* [Short task 1]: Can you reproduce, word for word, everything in the breakdown of CJ Anderson's carries from "Both Kapp and" down to "on both sides)"?
* [Short task 2]: Can you write the next part of the breakdown of CJ Anderson's carries against UW, starting right after its final sentence?

* [Given passage]:
Nothing's sexier than than the backup QB...unless it's the backup RB. Many Cal fans have expressed a strong preference for Juco transfer CJ Anderson to see more carries and perhaps even supplant Isi Sofele as the starting tailback. Other fans have expressed the opinion that the run-blocking from the Oline, TEs, and FBs is more important than who actually totes the rock.
CJ's line for Cal vs. UW was:
7 carries, 9 yards, 1.3 yards per carry
1 catch, 1 yard.
But do the stats tell the whole story? Let's take a closer look at his carries:
It's an outside zone run to the weakside. (away from the side with the TE) LT Mitchell Schwartz pulls. FB Kapp goes out as a lead blocker. Jones tries to block the CB, but loses leverage.
Galas goes to the 2nd level. MSG and Cheadle are supposed to block down and seal the edge, but one of their men pushes through. Schwartz can't get in front of the play to engage the LB. The CB gets by Jones.
Penetration forces CJ to stop and try to break outside. Kapp is left to block two guys. Cheadle is supposed to block one of the LBs.
Both Kapp and Cheadle miss their blocks. Three UW defenders have a shot at CJ.
CJ tries to spin, but has nowhere to go. Despite a power-run formation against 7 in the box, the result is a 2 yard loss.
Carry#2: Cal has 22 personnel.(2 RB, 2 TE, 1 WR) UW has eight in the box, and looks to be playing Cover One Zone with one safety deep and one cheating up.
Hagan goes in motion and shifts the formation from strong left to balanced. (one tight end on both sides)
It's an outside zone run to the right. Both Schwartz and Schwenke pull. Hagan and MSG are supposed to seal the edge.
MSG can't quite get outside far enough and CJ decides to cut back inside instead of trying to outrun the UW defender towards the sideline. This might be a missed read by CJ - there was a lot of open space on the edge and it appears that's where the play was designed to go. Perhaps a faster back could have gotten outside. Hagan also misses his block.
CJ moves inside MSG and Kapp, but the UW defender has a shot at him.
CJ manages to elude the first defender, but Cheadle also loses leverage. Trapped between two Huskies, he goes down for no gain.
Carry #3: Cal has 21 personnel (two RB, 1 TE). UW looks to be in Cover 1. Seven in the box, one safety starting to move up, 5 man front.
It's an outside zone run to the weakside. (away from the TE) The line surges to the right. Miller is supposed to block down to the left.

* [Information shown]:
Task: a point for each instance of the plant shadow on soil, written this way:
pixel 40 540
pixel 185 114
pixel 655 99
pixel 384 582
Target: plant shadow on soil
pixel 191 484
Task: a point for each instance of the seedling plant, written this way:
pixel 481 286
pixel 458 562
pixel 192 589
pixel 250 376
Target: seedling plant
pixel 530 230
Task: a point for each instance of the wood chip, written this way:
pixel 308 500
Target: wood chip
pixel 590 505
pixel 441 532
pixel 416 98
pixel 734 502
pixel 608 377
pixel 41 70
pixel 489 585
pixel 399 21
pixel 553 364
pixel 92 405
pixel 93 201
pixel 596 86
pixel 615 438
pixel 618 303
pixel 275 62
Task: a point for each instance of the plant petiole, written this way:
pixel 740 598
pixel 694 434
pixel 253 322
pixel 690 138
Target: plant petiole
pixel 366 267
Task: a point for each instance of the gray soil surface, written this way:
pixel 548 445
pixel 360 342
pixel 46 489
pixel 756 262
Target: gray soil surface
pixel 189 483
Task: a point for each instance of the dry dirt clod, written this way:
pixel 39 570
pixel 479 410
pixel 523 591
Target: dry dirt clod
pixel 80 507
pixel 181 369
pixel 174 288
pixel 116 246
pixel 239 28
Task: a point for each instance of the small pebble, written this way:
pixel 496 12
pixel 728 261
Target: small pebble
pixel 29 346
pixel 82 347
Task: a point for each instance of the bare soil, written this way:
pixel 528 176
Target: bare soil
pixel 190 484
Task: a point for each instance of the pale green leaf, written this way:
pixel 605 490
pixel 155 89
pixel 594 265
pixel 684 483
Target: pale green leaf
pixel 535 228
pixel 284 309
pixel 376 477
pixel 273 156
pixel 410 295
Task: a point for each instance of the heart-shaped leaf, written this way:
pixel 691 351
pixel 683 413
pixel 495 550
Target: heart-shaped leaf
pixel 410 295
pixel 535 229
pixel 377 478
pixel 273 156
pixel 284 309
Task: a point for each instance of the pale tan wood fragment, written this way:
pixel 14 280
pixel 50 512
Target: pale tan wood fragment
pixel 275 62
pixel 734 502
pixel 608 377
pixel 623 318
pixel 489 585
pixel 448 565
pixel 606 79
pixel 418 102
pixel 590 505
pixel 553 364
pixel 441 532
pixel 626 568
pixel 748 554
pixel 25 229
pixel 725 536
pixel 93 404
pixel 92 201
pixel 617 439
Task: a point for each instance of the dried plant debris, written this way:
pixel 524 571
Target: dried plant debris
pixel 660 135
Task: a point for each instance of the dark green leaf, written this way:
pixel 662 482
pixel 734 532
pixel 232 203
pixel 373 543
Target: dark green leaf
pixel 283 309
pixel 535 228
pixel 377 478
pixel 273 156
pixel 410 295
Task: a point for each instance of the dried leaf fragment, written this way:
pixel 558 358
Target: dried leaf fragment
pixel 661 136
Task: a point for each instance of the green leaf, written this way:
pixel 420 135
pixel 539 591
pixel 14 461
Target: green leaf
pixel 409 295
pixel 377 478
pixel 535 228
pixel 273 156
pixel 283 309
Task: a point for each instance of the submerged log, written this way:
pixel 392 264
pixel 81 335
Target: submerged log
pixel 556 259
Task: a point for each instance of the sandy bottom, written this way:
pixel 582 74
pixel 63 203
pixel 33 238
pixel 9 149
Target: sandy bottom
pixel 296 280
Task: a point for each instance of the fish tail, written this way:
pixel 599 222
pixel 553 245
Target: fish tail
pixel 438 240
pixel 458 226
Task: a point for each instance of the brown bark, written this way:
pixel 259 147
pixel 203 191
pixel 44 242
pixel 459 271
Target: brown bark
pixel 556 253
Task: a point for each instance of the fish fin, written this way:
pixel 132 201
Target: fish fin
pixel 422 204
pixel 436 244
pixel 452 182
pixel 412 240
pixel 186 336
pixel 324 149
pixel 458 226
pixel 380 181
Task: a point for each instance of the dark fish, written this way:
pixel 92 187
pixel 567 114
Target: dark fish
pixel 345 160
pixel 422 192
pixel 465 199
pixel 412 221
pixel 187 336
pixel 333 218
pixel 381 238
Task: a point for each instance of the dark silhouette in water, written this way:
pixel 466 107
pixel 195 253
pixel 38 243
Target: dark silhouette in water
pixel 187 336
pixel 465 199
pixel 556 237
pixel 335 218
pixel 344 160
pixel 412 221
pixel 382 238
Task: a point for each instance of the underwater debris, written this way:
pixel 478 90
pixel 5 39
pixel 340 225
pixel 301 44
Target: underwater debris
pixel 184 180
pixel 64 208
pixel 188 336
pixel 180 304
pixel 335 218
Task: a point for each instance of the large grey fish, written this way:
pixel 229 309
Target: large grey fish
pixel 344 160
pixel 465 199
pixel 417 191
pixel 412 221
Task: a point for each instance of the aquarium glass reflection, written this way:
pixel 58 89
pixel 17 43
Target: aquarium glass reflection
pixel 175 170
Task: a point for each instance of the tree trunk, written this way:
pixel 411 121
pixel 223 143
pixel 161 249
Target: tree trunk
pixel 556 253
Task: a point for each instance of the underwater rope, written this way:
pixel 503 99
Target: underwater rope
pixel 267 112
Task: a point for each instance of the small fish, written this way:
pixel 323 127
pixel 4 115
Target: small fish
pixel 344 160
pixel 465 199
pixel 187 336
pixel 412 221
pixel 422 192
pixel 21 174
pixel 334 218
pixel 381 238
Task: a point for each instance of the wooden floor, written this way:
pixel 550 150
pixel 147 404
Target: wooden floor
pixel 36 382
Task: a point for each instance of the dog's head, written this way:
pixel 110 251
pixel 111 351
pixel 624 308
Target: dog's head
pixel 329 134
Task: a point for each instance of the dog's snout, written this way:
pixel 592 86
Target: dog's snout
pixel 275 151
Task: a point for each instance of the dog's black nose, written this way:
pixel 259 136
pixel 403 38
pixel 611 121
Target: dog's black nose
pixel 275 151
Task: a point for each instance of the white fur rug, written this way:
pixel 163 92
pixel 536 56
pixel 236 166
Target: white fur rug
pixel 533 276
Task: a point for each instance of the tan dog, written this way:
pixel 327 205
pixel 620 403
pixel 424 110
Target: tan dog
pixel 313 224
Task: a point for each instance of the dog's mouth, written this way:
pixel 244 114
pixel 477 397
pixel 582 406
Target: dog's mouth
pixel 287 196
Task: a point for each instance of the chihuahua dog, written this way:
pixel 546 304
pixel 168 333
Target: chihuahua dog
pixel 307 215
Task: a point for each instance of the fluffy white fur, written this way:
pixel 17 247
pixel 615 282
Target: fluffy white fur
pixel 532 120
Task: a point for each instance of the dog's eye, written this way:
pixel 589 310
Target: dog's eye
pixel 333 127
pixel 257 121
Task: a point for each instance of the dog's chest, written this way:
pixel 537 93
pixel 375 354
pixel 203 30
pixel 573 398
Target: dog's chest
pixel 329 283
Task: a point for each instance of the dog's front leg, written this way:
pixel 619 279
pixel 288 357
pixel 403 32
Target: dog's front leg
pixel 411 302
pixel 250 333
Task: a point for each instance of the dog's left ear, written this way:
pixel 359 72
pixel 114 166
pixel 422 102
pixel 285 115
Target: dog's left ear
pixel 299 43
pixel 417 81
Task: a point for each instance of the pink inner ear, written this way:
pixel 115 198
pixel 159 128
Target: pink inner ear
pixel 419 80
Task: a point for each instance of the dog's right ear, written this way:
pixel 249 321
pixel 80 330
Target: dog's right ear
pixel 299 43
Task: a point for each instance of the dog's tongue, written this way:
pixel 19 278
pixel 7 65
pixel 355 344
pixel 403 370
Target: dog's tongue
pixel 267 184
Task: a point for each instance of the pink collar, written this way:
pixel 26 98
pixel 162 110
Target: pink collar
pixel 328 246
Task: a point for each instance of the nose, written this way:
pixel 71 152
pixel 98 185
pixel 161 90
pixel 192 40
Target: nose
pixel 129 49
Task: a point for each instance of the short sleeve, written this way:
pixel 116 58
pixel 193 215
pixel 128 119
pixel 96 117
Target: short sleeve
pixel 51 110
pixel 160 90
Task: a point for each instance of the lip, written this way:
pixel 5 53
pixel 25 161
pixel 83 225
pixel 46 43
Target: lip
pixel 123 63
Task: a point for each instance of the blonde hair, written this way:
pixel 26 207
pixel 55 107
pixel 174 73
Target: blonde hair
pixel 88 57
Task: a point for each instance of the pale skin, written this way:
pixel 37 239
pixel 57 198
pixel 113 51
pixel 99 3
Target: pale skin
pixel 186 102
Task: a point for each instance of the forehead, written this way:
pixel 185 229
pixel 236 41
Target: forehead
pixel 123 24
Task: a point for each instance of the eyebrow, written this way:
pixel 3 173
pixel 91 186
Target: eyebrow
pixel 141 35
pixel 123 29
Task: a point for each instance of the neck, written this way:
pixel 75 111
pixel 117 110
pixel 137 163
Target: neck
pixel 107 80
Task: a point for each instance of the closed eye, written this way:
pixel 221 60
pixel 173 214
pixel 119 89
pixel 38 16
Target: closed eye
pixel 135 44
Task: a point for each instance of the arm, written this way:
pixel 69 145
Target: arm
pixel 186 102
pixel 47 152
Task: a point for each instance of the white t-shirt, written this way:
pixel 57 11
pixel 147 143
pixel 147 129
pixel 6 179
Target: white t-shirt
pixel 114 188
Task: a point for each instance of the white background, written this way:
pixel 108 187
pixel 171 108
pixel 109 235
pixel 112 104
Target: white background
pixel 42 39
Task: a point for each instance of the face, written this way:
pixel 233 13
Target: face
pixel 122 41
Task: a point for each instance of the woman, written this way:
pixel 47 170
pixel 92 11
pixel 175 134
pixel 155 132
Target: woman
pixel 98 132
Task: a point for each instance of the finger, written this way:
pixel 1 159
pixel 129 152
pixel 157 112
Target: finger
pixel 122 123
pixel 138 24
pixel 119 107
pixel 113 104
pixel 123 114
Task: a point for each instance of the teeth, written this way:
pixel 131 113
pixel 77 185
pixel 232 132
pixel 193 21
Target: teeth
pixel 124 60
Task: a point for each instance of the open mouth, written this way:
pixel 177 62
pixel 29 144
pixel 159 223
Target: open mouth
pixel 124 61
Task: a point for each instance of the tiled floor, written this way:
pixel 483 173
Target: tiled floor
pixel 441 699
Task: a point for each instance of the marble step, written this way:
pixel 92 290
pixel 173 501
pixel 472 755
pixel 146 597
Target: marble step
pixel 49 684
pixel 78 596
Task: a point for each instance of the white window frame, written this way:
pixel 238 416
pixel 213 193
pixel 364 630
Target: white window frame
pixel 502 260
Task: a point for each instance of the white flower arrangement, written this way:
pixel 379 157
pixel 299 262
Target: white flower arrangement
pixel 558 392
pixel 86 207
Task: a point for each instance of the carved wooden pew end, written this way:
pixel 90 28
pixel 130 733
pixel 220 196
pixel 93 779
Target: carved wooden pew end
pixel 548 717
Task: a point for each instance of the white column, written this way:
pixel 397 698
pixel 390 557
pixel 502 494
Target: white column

* [Written reply 1]:
Both Kapp and Cheadle miss their blocks. Three UW defenders have a shot at CJ.
CJ tries to spin, but has nowhere to go. Despite a power-run formation against 7 in the box, the result is a 2 yard loss.
Carry#2: Cal has 22 personnel.(2 RB, 2 TE, 1 WR) UW has eight in the box, and looks to be playing Cover One Zone with one safety deep and one cheating up.
Hagan goes in motion and shifts the formation from strong left to balanced. (one tight end on both sides)

* [Written reply 2]:
Miller misses his block. Either the Cal interior linemen let guys through, or the UW defenders shoot the gap.
Kapp isn't able to get in front of the play. CJ puts his head down and manages to power forward for two yards.
Carry #4: Cal has an extra lineman lined up as a tight end, two standard tight ends, and a full back. UW has their goal line package in.
Hagan goes into motion looking like he's shifting the strength of the formation to the right.
But Hagan turns around and shifts back to his original stance.
It's a strong-side power run off-tackle.(Blast) Miller misses his block and allows penetration into the backfield. Tyndall has to help Miller.
Two UW defenders penetrate from the middle. Their OLB (#10, Timu) comes flying into the gap and smacks CJ.
CJ shrugs off the first tackle and pushes towards the goal line. But, there are enough defenders around to drag him down after a one yard gain.
Carry #5: Cal is still in their power formation with 3 TE, 2 RB. UW answers with their goal line package.
Hagan goes in motion again...
...and again, shifts back to his original position.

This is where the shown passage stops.